### [READING TEXT]
———

Africa Eats focuses on funding and growing for-profit solutions to hunger and poverty across Africa. Hunger, as most Africans are farmers (or children living on a farm), and together they grow enough food for the 1.2 billion Africans, but with post-harvest losses, the continent instead imports food.

The solution is relatively simple. Buy the foods the farmers grow. Distribute that food to retailers, minimizing losses a long the way. Another term for this is building the food/ag supply chain.

This works in Africa, just as well as it worked in feeding America and Europe 100-200 years ago when those continents were similarly full of smallholder farmers, post-harvest losses, and widespread poverty. The food/ag supply chain is an overlooked key piece of infrastructure for economic growth.

The challenge is that most of of this infrastructure is missing in Africa. There are tens of thousands of micro enterprises trying to do the work, but few investors seeking tiny companies, no matter how good the solution. What happens when you fund these companies?

———

### [SET TASKS]
#1 Answer these questions from the Africa Eats text.
(a) What does Africa Eats focus on?
(b) Which two continents does the text say were fed 100-200 years ago by building the food/ag supply chain?
(c) About how many micro enterprises are trying to do the work?
#2 Retype the Africa Eats text from "The challenge is" up to and including "fund these companies?".

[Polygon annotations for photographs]

———

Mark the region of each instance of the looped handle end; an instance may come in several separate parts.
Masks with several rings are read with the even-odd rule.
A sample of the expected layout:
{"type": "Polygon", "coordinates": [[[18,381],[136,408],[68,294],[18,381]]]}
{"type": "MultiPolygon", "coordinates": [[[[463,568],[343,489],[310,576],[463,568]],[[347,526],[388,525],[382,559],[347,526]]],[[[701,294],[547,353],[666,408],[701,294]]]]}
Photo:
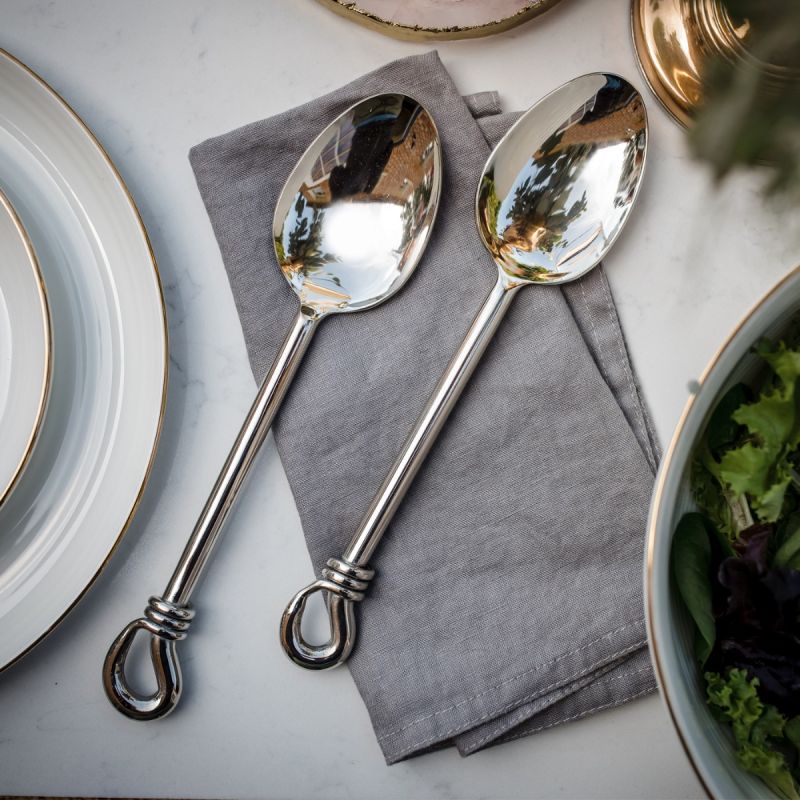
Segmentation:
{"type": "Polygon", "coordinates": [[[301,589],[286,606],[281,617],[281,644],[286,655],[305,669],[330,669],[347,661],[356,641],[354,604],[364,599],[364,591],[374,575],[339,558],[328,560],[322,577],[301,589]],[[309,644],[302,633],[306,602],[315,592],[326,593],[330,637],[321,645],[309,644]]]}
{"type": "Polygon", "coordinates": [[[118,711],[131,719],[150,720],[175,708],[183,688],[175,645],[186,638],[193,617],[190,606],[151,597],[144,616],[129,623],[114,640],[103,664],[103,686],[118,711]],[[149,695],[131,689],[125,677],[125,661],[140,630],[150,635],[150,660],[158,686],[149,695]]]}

———

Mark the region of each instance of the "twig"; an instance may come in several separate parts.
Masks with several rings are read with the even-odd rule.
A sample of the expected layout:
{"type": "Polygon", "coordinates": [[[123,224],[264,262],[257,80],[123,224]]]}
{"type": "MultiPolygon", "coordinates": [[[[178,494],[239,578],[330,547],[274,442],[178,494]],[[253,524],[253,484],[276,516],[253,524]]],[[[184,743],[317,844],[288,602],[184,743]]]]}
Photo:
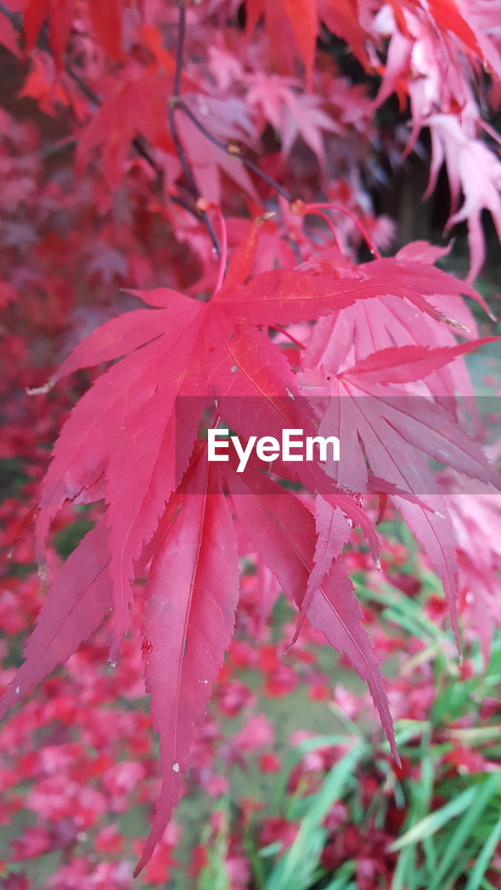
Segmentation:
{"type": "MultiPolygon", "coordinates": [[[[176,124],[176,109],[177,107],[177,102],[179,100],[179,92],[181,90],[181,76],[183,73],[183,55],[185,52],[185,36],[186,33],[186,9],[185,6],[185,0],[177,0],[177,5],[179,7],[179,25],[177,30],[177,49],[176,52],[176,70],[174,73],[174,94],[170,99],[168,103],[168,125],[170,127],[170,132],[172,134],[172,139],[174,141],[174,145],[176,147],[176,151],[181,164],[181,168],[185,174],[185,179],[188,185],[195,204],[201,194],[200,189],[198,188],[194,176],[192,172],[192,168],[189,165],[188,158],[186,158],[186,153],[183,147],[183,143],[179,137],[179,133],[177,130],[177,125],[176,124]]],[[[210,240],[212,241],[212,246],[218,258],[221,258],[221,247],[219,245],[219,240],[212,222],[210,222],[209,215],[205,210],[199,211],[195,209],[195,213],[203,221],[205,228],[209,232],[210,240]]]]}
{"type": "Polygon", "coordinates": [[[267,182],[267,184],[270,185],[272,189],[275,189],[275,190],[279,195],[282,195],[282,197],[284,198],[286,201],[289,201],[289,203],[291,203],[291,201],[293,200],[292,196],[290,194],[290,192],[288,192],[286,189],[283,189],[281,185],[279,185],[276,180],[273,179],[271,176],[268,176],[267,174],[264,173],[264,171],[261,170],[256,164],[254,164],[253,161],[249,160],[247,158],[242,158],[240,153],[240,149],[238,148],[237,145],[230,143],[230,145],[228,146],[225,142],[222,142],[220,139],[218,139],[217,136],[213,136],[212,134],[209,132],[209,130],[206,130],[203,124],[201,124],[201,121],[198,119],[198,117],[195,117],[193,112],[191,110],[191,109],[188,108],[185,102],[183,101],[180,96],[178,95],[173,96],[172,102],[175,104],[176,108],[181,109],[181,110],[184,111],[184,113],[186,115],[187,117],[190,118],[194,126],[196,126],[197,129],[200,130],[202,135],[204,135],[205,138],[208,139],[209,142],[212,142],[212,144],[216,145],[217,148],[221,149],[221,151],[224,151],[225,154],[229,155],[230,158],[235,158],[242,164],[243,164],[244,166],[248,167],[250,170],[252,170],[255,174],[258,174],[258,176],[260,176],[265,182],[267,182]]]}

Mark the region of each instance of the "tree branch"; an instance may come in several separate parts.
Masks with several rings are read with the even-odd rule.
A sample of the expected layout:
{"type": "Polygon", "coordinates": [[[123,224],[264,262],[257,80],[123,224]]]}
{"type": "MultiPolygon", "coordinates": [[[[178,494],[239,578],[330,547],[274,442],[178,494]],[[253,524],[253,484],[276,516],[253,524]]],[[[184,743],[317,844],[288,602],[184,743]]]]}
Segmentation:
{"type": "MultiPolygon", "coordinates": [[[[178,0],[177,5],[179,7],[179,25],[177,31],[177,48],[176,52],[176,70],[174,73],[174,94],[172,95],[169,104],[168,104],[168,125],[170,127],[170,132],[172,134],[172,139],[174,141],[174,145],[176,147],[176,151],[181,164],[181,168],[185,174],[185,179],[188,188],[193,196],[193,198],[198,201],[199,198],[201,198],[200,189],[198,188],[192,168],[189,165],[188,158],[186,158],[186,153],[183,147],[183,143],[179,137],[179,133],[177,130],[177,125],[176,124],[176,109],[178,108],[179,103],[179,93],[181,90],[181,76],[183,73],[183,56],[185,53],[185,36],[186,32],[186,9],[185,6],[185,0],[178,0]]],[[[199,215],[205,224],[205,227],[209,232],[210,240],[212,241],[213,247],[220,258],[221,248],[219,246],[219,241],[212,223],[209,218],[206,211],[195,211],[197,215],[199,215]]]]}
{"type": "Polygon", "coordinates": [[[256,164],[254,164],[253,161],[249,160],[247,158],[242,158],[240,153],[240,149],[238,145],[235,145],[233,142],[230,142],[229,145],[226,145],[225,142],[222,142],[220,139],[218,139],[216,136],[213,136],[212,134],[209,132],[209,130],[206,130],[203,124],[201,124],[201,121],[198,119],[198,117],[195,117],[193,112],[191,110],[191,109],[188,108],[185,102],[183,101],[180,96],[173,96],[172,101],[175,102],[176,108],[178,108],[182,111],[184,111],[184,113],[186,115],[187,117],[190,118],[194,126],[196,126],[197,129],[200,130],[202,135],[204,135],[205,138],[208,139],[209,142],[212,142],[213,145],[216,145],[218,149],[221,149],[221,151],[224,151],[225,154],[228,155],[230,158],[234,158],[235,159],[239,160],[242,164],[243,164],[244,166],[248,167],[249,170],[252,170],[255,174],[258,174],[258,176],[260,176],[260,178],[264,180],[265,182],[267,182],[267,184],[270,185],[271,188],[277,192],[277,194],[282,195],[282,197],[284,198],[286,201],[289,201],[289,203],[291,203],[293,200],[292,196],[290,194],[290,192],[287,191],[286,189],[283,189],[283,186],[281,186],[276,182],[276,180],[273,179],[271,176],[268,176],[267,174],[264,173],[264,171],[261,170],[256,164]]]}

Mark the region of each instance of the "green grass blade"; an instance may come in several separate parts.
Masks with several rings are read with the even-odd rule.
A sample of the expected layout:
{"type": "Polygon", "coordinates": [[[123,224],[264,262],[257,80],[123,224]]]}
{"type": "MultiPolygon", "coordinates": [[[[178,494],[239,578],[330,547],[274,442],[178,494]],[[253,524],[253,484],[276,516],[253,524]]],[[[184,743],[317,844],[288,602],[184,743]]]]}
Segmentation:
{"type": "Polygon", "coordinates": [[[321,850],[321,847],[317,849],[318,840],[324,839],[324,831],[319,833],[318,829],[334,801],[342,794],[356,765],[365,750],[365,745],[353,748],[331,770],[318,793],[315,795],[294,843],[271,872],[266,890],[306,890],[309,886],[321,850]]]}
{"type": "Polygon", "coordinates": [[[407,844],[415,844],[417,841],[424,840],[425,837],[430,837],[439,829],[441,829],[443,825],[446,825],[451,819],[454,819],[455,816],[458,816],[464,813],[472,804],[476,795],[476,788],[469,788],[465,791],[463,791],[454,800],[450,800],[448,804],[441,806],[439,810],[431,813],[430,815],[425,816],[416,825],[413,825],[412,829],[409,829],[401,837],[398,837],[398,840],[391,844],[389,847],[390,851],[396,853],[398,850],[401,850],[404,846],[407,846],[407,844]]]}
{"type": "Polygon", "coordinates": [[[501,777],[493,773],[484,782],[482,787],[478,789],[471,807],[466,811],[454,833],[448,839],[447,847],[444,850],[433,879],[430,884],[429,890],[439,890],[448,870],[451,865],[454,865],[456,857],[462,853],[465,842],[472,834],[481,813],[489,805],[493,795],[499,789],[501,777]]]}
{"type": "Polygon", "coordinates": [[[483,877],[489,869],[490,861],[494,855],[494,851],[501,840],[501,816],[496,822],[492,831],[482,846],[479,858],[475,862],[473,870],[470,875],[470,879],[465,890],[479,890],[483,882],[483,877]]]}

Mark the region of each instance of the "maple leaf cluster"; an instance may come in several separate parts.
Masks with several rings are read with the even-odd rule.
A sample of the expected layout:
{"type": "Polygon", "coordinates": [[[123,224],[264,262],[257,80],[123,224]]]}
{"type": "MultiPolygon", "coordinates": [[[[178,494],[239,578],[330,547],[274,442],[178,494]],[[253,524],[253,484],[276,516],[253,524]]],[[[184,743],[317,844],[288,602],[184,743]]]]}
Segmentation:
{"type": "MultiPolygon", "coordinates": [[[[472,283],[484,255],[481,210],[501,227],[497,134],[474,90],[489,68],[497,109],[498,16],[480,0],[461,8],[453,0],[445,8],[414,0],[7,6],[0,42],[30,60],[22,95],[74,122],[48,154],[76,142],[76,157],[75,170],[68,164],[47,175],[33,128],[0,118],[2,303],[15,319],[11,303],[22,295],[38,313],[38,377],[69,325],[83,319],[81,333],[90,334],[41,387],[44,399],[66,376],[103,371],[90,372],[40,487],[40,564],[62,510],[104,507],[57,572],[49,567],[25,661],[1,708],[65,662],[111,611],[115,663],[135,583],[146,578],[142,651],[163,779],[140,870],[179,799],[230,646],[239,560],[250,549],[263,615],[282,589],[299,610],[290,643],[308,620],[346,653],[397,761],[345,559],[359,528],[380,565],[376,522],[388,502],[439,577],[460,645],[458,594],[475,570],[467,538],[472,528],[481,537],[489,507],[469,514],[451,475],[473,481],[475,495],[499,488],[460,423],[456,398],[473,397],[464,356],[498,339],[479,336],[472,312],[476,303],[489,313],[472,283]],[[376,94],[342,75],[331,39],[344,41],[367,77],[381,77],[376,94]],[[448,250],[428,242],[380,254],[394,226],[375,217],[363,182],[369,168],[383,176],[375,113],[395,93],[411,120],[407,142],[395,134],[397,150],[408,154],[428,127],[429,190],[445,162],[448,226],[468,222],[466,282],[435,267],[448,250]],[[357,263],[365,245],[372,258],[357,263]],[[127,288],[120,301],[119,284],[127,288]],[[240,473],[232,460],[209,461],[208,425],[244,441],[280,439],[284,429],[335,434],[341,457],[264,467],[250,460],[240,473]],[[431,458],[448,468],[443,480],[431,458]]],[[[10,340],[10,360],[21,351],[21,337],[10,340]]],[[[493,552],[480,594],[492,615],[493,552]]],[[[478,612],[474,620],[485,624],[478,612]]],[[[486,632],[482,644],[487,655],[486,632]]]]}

———

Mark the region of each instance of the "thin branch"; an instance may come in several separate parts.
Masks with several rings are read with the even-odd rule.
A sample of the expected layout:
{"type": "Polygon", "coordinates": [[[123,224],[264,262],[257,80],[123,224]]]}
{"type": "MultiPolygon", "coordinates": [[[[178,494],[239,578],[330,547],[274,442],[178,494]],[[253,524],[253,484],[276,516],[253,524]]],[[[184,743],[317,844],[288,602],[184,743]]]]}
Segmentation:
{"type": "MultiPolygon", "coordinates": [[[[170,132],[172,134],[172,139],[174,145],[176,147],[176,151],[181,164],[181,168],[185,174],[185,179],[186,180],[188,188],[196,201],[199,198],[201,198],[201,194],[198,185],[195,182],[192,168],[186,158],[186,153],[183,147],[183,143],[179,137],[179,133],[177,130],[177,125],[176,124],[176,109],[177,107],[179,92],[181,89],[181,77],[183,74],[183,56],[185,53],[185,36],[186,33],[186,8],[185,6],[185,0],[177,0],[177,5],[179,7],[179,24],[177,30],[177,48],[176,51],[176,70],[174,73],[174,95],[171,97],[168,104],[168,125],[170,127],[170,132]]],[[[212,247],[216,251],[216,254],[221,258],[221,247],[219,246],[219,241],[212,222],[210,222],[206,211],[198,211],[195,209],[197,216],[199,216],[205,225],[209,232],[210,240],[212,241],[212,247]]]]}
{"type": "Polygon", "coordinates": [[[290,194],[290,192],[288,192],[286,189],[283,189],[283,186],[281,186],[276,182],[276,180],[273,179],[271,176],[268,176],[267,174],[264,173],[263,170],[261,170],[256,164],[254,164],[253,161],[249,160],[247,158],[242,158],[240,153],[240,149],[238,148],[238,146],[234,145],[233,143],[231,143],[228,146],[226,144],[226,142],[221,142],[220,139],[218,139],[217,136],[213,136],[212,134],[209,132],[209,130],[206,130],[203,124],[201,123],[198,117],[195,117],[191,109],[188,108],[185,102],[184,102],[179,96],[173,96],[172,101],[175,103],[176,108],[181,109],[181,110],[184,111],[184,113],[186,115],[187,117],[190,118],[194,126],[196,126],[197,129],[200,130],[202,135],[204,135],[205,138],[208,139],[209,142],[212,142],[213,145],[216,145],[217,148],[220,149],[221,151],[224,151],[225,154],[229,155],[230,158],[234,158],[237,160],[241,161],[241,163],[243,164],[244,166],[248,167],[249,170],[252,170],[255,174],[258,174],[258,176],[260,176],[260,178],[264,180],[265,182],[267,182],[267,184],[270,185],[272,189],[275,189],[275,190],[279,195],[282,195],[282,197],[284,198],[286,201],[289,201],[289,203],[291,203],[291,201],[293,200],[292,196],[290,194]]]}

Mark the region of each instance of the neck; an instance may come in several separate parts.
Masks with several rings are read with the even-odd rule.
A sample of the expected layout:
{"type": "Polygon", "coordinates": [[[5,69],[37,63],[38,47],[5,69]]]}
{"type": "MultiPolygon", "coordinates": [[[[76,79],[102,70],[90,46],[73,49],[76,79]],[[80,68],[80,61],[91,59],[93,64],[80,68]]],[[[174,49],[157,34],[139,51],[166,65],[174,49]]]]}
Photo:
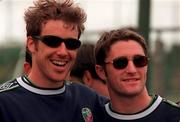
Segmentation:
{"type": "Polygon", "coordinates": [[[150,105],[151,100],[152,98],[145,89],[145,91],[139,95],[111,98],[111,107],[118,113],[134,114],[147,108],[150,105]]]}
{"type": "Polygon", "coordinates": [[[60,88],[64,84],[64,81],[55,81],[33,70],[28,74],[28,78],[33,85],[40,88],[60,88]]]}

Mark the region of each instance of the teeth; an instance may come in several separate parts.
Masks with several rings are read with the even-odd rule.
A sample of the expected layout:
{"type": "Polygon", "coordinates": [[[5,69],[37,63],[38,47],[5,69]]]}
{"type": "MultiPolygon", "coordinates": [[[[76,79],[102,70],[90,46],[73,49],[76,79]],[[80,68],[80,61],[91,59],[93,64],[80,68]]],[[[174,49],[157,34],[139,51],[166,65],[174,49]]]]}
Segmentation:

———

### [SOLUTIONS TO THE PROBLEMS]
#1
(a) Funding and growing for-profit solutions to hunger and poverty across Africa.
(b) America and Europe.
(c) Tens of thousands.

#2
The challenge is that most of of this infrastructure is missing in Africa. There are tens of thousands of micro enterprises trying to do the work, but few investors seeking tiny companies, no matter how good the solution. What happens when you fund these companies?